Can Your Office Adapt?

Remote work used to be a luxury or an oddity. Showing up to work at your office was expected. Amid the rise of the internet, it became viable for office work to be done remotely, although the culture of collaboration still encouraged coming together in one place for meetings, management, and team building. Yet many factors continued to push increased flexibility, including the rising cost of living in many metropolitan areas, the lack of available housing, the proliferation of online workforces, and the low unemployment rate. As a strategy for the future, being remote capable is a huge advantage.

The most obvious benefit of having remote work infrastructure in place is that it gives your business the ability to react to unforeseen circumstances. Just last month a severe winter storm hit the Midwest, keeping kids out of school and keeping many workers at home, either due to childcare needs or due to road conditions. In the spring, summer, and fall, Missouri often deals with flooding of our rivers that can occasionally shut down even our major interstate highways over the Meramec and Missouri. And, of course, the Coronavirus pandemic made remote work a necessity for many in 2020. Instead of scrambling when the weather turns or unforeseen circumstances arise, a remote capable office can be flexible and keep the business running.

The demands on many working-age adults continue to rise. They may find themselves caring for both young children and elderly parents with limited resources to support them. The ability to work flexible hours or take a remote day when they need to can mean the difference between keeping a job and being forced to quit due to other demands that cannot be delegated. Considering many of these caregiving roles are held by women, who also make up the majority of nursing staff, offering this option is both compassionate and smart business sense.

Competition for workers continues to rise across all sectors of our economy. Before the pandemic, the United States had record low unemployment levels. While that environment did not drive wages up as high as some might expect, it did drive other aspects of working conditions, such as flexible scheduling and remote work. Now, many of the best and brightest are seeking companies that will allow them that flexibility. While healthcare is a fundamentally face-to-face profession, there are many aspects of the workflow that can be done remotely. Being able to offer a schedule that can react to an individual’s needs, rather than demand they adhere to the company’s set schedule, is a great asset.

Accommodating the needs of a global pandemic forces change. The change doesn’t have to be a temporary inconvenience, however, if it can lead to stronger structures within your organization that can carry you into the future.

============================================================

# [Problems and tasks]
**a.** Do these statements agree with the text on remote work? Answer yes or no for each, and quote the words that decide it.
(i) Missouri's river flooding happens mostly in winter.
(ii) The United States had record low unemployment before the pandemic.
(iii) Healthcare work can be done entirely from home.
**b.** List every factor that the text on remote work names as pushing for more flexibility.
**c.** Sum up the text on remote work in two sentences.

============================================================

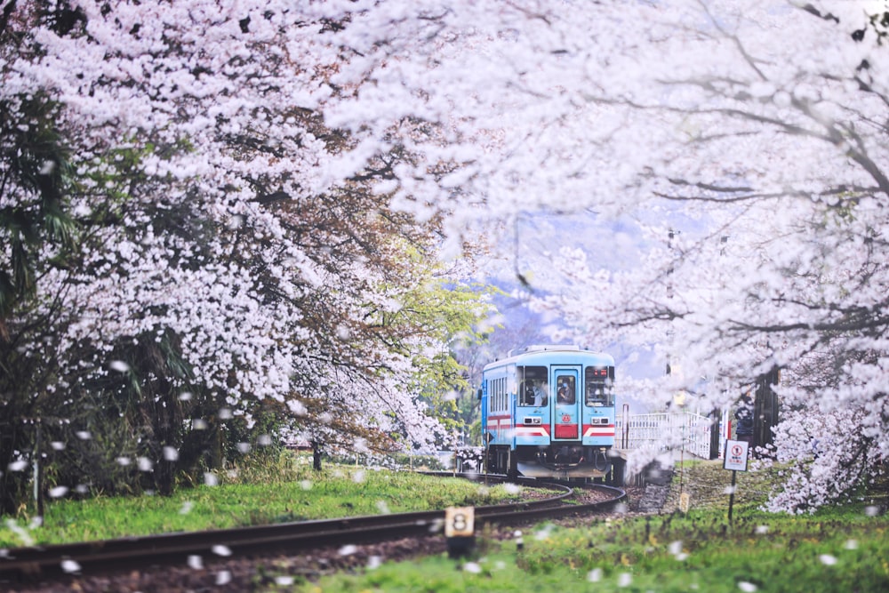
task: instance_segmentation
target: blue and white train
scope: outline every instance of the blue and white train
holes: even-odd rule
[[[614,359],[577,346],[529,346],[482,372],[486,469],[515,477],[622,481],[614,447]]]

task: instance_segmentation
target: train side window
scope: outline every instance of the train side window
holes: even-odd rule
[[[587,367],[584,376],[587,405],[614,405],[613,367]]]
[[[518,405],[529,407],[546,405],[549,386],[545,366],[518,366]]]

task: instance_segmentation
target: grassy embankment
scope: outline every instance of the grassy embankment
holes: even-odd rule
[[[313,471],[285,453],[277,463],[245,464],[218,485],[184,488],[169,498],[105,497],[46,504],[43,525],[33,509],[0,522],[0,549],[151,533],[224,529],[287,521],[436,510],[517,500],[519,489],[485,487],[409,471],[326,466]]]
[[[731,472],[684,466],[662,514],[546,525],[523,544],[478,538],[477,554],[383,563],[359,575],[302,582],[295,591],[835,591],[889,590],[889,520],[872,501],[813,516],[758,509],[765,472],[740,473],[728,522]],[[885,503],[885,499],[881,501]]]

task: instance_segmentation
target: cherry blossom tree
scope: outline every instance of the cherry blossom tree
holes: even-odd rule
[[[428,303],[383,323],[430,292],[411,283],[461,278],[412,274],[436,259],[441,218],[368,190],[410,155],[319,115],[340,92],[340,56],[318,43],[337,22],[289,3],[13,2],[2,24],[4,129],[52,124],[78,229],[64,265],[50,243],[32,258],[33,296],[4,311],[4,363],[30,364],[27,381],[4,376],[4,418],[56,422],[56,457],[135,469],[161,492],[199,461],[192,447],[261,409],[297,427],[324,424],[312,401],[348,413],[344,447],[356,426],[431,445],[418,377],[476,314],[443,330]],[[37,96],[58,105],[44,119],[22,108]],[[27,180],[4,172],[4,205],[24,207]],[[21,462],[44,454],[18,435],[0,443],[6,512]]]
[[[402,388],[420,358],[376,333],[404,292],[373,254],[408,252],[294,226],[332,224],[324,210],[360,187],[368,201],[337,221],[364,231],[381,217],[387,237],[419,233],[445,260],[504,247],[493,254],[533,306],[585,343],[681,353],[688,372],[654,400],[683,388],[729,405],[779,366],[801,413],[842,411],[872,439],[837,463],[870,460],[869,474],[887,453],[881,3],[7,7],[3,98],[62,106],[80,184],[69,207],[86,229],[78,265],[48,268],[31,305],[64,303],[53,338],[24,350],[59,359],[52,389],[110,376],[122,341],[172,336],[188,381],[233,408],[279,400],[324,420],[312,398],[340,393],[337,409],[366,411],[370,375],[344,374],[361,359],[389,420],[415,411]],[[545,274],[509,260],[517,220],[578,212],[596,212],[597,251],[552,252]],[[618,226],[634,230],[608,235]],[[60,356],[76,351],[94,354]],[[815,357],[835,382],[791,395]],[[366,424],[395,429],[385,418]],[[800,467],[803,432],[780,428],[775,443]],[[810,472],[808,492],[836,476]]]
[[[566,282],[534,306],[599,346],[681,353],[685,376],[653,389],[661,401],[704,377],[701,405],[726,406],[775,366],[799,381],[827,351],[832,381],[805,397],[788,386],[787,404],[839,413],[866,438],[828,439],[836,461],[812,466],[812,435],[789,429],[799,416],[789,413],[780,459],[820,468],[805,470],[810,505],[854,487],[840,476],[853,460],[878,469],[884,3],[325,6],[352,11],[335,36],[348,65],[332,80],[357,89],[327,121],[368,139],[408,114],[443,131],[410,136],[421,157],[385,186],[398,207],[447,212],[457,238],[484,231],[479,219],[509,228],[535,211],[591,208],[597,228],[634,225],[637,265],[614,265],[620,241],[552,253]],[[430,174],[442,162],[459,166]]]

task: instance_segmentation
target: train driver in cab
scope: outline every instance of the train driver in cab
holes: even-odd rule
[[[559,383],[557,401],[559,404],[574,403],[574,389],[568,387],[568,381]]]

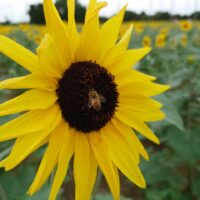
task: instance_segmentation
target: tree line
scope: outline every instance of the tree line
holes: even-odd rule
[[[56,7],[62,19],[67,20],[66,0],[57,0]],[[76,0],[76,16],[75,16],[76,21],[80,23],[84,22],[85,13],[86,13],[86,8]],[[45,23],[42,4],[31,5],[28,14],[30,16],[30,23],[35,23],[35,24]],[[200,19],[200,11],[195,12],[191,15],[179,15],[179,14],[171,15],[169,12],[157,12],[153,15],[147,15],[145,12],[138,14],[133,11],[126,11],[124,21],[170,20],[170,19]],[[100,20],[106,21],[107,18],[101,17]]]

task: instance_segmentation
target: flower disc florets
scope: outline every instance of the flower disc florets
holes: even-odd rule
[[[73,63],[60,79],[57,95],[63,118],[84,133],[109,122],[118,103],[114,76],[92,62]]]

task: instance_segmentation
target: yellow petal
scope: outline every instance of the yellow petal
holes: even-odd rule
[[[145,97],[141,94],[134,94],[134,93],[127,93],[122,92],[119,95],[119,104],[120,103],[126,103],[129,105],[137,105],[137,109],[140,110],[157,110],[162,108],[162,104],[154,99],[151,99],[149,97]]]
[[[37,192],[45,183],[49,175],[52,173],[58,162],[58,155],[60,153],[62,144],[66,139],[66,134],[68,130],[69,127],[67,123],[62,121],[51,133],[48,148],[42,158],[34,182],[32,183],[28,191],[29,195]]]
[[[75,149],[75,132],[74,130],[69,130],[66,134],[66,139],[64,144],[62,145],[59,159],[58,159],[58,168],[55,174],[55,178],[53,181],[52,189],[50,192],[49,200],[55,200],[58,194],[58,191],[64,181],[64,178],[67,174],[67,169],[69,165],[69,161],[71,160],[74,149]]]
[[[120,74],[115,75],[115,82],[118,85],[125,84],[134,80],[140,81],[153,81],[156,80],[155,77],[141,73],[135,69],[129,69]]]
[[[117,15],[102,25],[100,30],[100,44],[98,49],[96,49],[97,63],[101,64],[101,61],[104,60],[108,52],[117,42],[125,10],[126,6],[124,6]]]
[[[118,62],[107,67],[114,75],[120,74],[124,71],[132,69],[133,66],[150,51],[151,49],[148,47],[127,50]]]
[[[80,176],[81,174],[81,176]],[[86,136],[77,133],[74,155],[75,199],[85,199],[90,175],[90,147]]]
[[[61,78],[65,63],[60,59],[60,53],[56,51],[56,44],[50,34],[46,34],[40,46],[37,48],[39,68],[41,72],[54,78]]]
[[[131,81],[118,86],[119,93],[139,94],[143,96],[155,96],[167,91],[168,85],[152,83],[150,81]]]
[[[44,145],[47,142],[46,137],[46,132],[31,133],[19,137],[16,140],[10,155],[7,157],[8,159],[5,163],[6,171],[16,167],[32,152]]]
[[[29,74],[0,82],[0,89],[44,89],[56,90],[57,81],[41,74]]]
[[[114,126],[118,129],[117,133],[124,138],[129,148],[132,148],[134,150],[134,148],[136,147],[140,155],[144,159],[149,160],[147,151],[145,150],[144,146],[136,136],[133,129],[124,124],[123,122],[121,122],[120,120],[118,120],[117,118],[113,118],[112,122]]]
[[[62,63],[65,63],[67,68],[72,62],[70,38],[52,0],[44,0],[44,14],[48,32],[57,45],[57,52],[61,55]]]
[[[0,52],[28,71],[34,72],[38,69],[38,58],[34,53],[3,35],[0,35]]]
[[[8,158],[5,158],[0,161],[0,168],[4,167]]]
[[[113,198],[119,200],[119,180],[117,180],[108,147],[98,133],[91,133],[89,138],[97,163],[108,182]]]
[[[120,126],[119,126],[120,124],[119,125],[116,124],[115,121],[114,121],[114,118],[113,118],[112,122],[110,124],[107,124],[107,127],[109,129],[115,130],[115,131],[113,131],[113,134],[117,135],[116,138],[118,138],[118,140],[121,140],[123,145],[127,146],[127,149],[129,151],[129,153],[131,153],[132,157],[134,158],[135,163],[138,164],[140,162],[140,158],[139,158],[139,152],[138,152],[135,141],[134,140],[128,140],[126,132],[124,133],[125,130],[120,129]]]
[[[60,121],[61,116],[54,113],[54,121],[51,121],[51,124],[49,124],[45,130],[19,137],[5,163],[6,170],[13,169],[33,151],[45,144],[49,134],[55,129]]]
[[[127,124],[128,126],[134,128],[136,131],[141,133],[144,137],[148,138],[149,140],[159,144],[159,139],[155,136],[155,134],[151,131],[151,129],[140,119],[136,118],[132,115],[131,112],[123,112],[123,110],[116,111],[116,117]]]
[[[52,122],[56,123],[60,119],[60,109],[56,105],[46,110],[30,111],[0,126],[0,141],[40,132],[54,126]]]
[[[0,116],[27,110],[46,109],[57,100],[55,92],[29,90],[18,97],[0,104]]]
[[[99,10],[106,5],[105,2],[90,1],[86,13],[80,42],[77,48],[76,61],[95,61],[94,53],[98,46],[99,37]]]
[[[79,42],[79,34],[75,22],[75,0],[67,1],[67,7],[68,7],[68,32],[69,32],[70,42],[72,44],[71,51],[72,55],[75,56],[75,52]]]
[[[114,126],[105,126],[101,131],[101,136],[109,147],[113,162],[133,183],[141,188],[145,188],[146,183],[140,172],[138,163],[136,163],[126,143],[114,133],[115,131],[117,130]]]
[[[111,66],[120,60],[122,54],[127,50],[128,44],[130,42],[131,34],[133,31],[133,25],[130,25],[129,29],[126,31],[121,40],[114,46],[107,54],[107,56],[100,61],[102,66]]]

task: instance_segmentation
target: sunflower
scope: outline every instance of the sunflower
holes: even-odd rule
[[[188,37],[186,34],[181,35],[181,46],[186,47],[188,43]]]
[[[90,0],[81,33],[74,19],[75,1],[68,1],[68,25],[51,0],[44,0],[48,33],[34,54],[0,36],[0,51],[30,73],[0,82],[1,89],[29,89],[0,105],[0,115],[23,112],[0,127],[0,141],[16,139],[1,167],[11,170],[48,144],[28,190],[37,192],[56,168],[49,199],[54,200],[73,160],[75,196],[90,199],[97,168],[115,200],[119,199],[118,169],[145,188],[140,155],[149,159],[135,131],[158,138],[145,124],[164,118],[151,96],[169,87],[132,66],[149,48],[127,50],[132,25],[118,41],[126,6],[100,28],[98,13],[106,3]]]
[[[190,31],[192,29],[192,23],[189,20],[181,21],[180,29],[185,32]]]
[[[162,33],[159,33],[157,36],[156,36],[156,41],[155,41],[155,45],[157,48],[163,48],[166,46],[166,35],[165,34],[162,34]]]

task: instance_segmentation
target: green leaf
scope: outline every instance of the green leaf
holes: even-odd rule
[[[170,124],[175,125],[181,131],[184,131],[183,120],[175,105],[164,95],[157,96],[155,99],[164,105],[163,112],[166,115],[165,120]]]
[[[93,200],[113,200],[111,194],[97,194]],[[120,196],[120,200],[133,200],[132,198],[127,198]]]

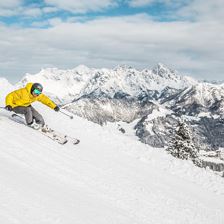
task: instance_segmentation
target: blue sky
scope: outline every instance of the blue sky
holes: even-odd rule
[[[0,76],[16,82],[45,67],[143,69],[162,62],[222,79],[223,15],[222,0],[3,1]]]

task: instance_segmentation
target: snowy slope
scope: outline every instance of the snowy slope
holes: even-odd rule
[[[61,146],[0,112],[0,223],[223,224],[224,180],[80,117],[34,105]]]

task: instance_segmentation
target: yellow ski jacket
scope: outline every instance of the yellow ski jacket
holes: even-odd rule
[[[34,101],[39,101],[52,109],[54,109],[57,106],[43,93],[41,93],[39,96],[34,97],[31,94],[32,85],[33,83],[28,83],[24,88],[9,93],[5,99],[6,106],[10,105],[12,108],[18,106],[28,107]]]

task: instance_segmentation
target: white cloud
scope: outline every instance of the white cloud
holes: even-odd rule
[[[154,3],[160,3],[165,5],[180,5],[183,4],[183,2],[180,2],[179,0],[130,0],[128,1],[129,6],[131,7],[144,7],[148,5],[152,5]]]
[[[190,4],[180,9],[178,16],[196,20],[221,20],[224,21],[223,0],[193,0]]]
[[[45,3],[63,10],[86,13],[88,11],[101,11],[108,7],[116,6],[114,0],[44,0]]]
[[[50,21],[49,21],[50,22]],[[224,28],[216,22],[155,22],[145,14],[88,22],[51,21],[49,29],[0,25],[1,75],[78,64],[137,68],[161,61],[201,78],[222,78]],[[18,78],[17,78],[18,79]]]
[[[22,0],[7,0],[0,1],[0,9],[14,8],[22,4]]]
[[[142,7],[142,6],[150,5],[154,2],[155,0],[131,0],[129,2],[129,5],[131,7]]]

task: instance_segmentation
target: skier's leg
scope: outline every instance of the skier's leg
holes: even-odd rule
[[[44,126],[45,121],[44,121],[42,115],[40,115],[39,112],[37,110],[35,110],[32,106],[31,106],[31,110],[32,110],[33,119],[36,121],[36,123],[40,124],[41,126]]]
[[[22,106],[14,107],[13,111],[16,114],[23,114],[25,116],[26,123],[28,125],[31,125],[33,123],[33,114],[32,114],[32,110],[31,110],[31,106],[28,106],[28,107],[22,107]]]

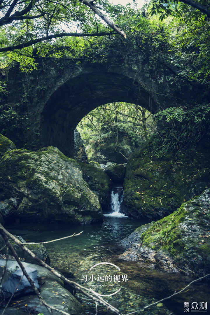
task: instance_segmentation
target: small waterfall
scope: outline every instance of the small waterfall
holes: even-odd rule
[[[120,205],[123,200],[124,192],[123,187],[116,187],[114,191],[112,191],[111,202],[112,212],[108,215],[104,215],[105,216],[128,217],[124,213],[120,212]]]

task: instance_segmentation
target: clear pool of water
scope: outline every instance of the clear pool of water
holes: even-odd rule
[[[127,314],[168,296],[175,290],[181,289],[191,280],[180,274],[119,259],[117,254],[122,253],[122,250],[117,246],[117,242],[146,223],[126,217],[106,217],[103,223],[93,225],[40,224],[7,227],[13,234],[22,236],[27,241],[34,242],[51,240],[83,231],[78,236],[46,245],[51,266],[74,281],[91,287],[99,294],[109,295],[120,288],[116,294],[103,297],[123,313]],[[120,270],[108,264],[101,264],[89,270],[95,264],[105,262],[116,265]],[[117,276],[120,282],[116,281]],[[115,277],[116,281],[114,281]],[[105,281],[105,278],[108,280]],[[197,302],[199,305],[200,302],[204,301],[209,303],[209,291],[206,281],[196,282],[181,294],[164,302],[163,306],[151,307],[139,313],[184,315],[186,313],[184,303]],[[95,314],[94,304],[91,301],[79,292],[77,292],[76,296],[90,315]],[[208,311],[210,313],[209,305],[209,311],[205,314],[207,314]],[[98,312],[98,315],[109,313],[99,306]]]

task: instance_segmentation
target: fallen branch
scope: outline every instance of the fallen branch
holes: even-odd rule
[[[39,243],[21,243],[24,245],[38,245],[39,244],[47,244],[48,243],[52,243],[53,242],[56,242],[57,241],[60,241],[61,239],[65,239],[65,238],[68,238],[70,237],[73,237],[73,236],[77,236],[78,235],[80,235],[80,234],[83,232],[83,231],[82,231],[81,232],[80,232],[79,233],[77,233],[77,234],[75,234],[75,233],[74,233],[71,235],[69,235],[68,236],[65,236],[64,237],[62,237],[61,238],[57,238],[56,239],[53,240],[52,241],[48,241],[47,242],[41,242]]]

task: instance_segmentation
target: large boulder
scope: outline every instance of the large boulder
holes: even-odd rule
[[[4,266],[5,263],[5,260],[0,259],[0,267]],[[40,284],[42,284],[39,289],[40,293],[47,304],[71,315],[85,315],[86,313],[76,299],[63,287],[63,283],[60,279],[41,266],[25,262],[22,263],[25,268],[30,267],[37,270],[38,281]],[[0,272],[2,272],[3,269],[0,268]],[[11,274],[20,269],[20,266],[15,261],[9,260],[3,284]],[[53,311],[53,312],[54,315],[61,314],[55,311]],[[23,314],[38,313],[43,313],[45,315],[49,314],[45,306],[40,303],[37,296],[33,294],[25,295],[24,298],[13,298],[12,303],[7,308],[5,314],[7,315],[22,315]]]
[[[175,156],[153,155],[150,150],[138,150],[126,166],[124,200],[128,215],[162,217],[210,186],[207,151],[183,151]]]
[[[15,236],[21,243],[27,243],[21,236],[17,236],[16,235],[15,235]],[[24,259],[24,261],[26,261],[26,262],[38,264],[38,263],[32,258],[29,254],[23,250],[14,241],[10,239],[9,239],[9,240],[18,255],[19,257]],[[0,248],[2,249],[1,252],[4,255],[6,255],[7,251],[6,247],[4,247],[5,245],[4,240],[3,237],[2,235],[0,235]],[[43,261],[45,261],[46,263],[48,264],[48,265],[50,264],[50,261],[49,257],[48,255],[45,247],[43,244],[27,244],[25,246],[29,249],[31,250],[36,256],[39,257],[40,259],[41,259]],[[10,249],[9,249],[9,254],[10,255],[13,255]]]
[[[57,148],[35,152],[14,149],[7,151],[0,162],[0,198],[16,198],[16,217],[21,221],[101,220],[98,196],[83,175],[79,163]]]
[[[112,163],[105,168],[105,172],[114,183],[122,183],[125,178],[126,172],[125,164]]]
[[[0,214],[2,216],[4,222],[6,223],[11,220],[15,215],[18,203],[15,198],[5,199],[0,202]]]
[[[82,139],[77,129],[74,131],[74,158],[78,162],[88,163],[88,156]]]
[[[103,210],[106,211],[111,202],[111,180],[100,167],[84,163],[79,165],[84,179],[91,190],[98,196]]]
[[[0,134],[0,160],[7,151],[16,148],[16,146],[12,141]]]
[[[196,276],[210,272],[210,190],[123,240],[119,258]]]

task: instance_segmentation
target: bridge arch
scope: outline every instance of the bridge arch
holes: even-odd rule
[[[155,101],[139,83],[115,72],[83,73],[70,78],[54,91],[42,112],[41,135],[46,146],[56,146],[74,157],[74,130],[94,108],[114,102],[136,104],[154,113]]]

============================================================

# [Outputs in order]
**a.**
(i) No: "In the spring, summer, and fall, Missouri often deals with flooding of our rivers"
(ii) Yes: "Before the pandemic, the United States had record low unemployment levels."
(iii) No: "While healthcare is a fundamentally face-to-face profession, there are many aspects of the workflow that can be done remotely."

**b.**
- The rising cost of living in many metropolitan areas
- The lack of available housing
- The proliferation of online workforces
- The low unemployment rate

**c.** An office that can work remotely can keep the business running through storms, floods, or a pandemic instead of scrambling. Remote work also helps workers who care for children and elderly parents keep their jobs, and it appeals to job seekers who want flexibility, so the change forced by the pandemic can lead to stronger structures for the future.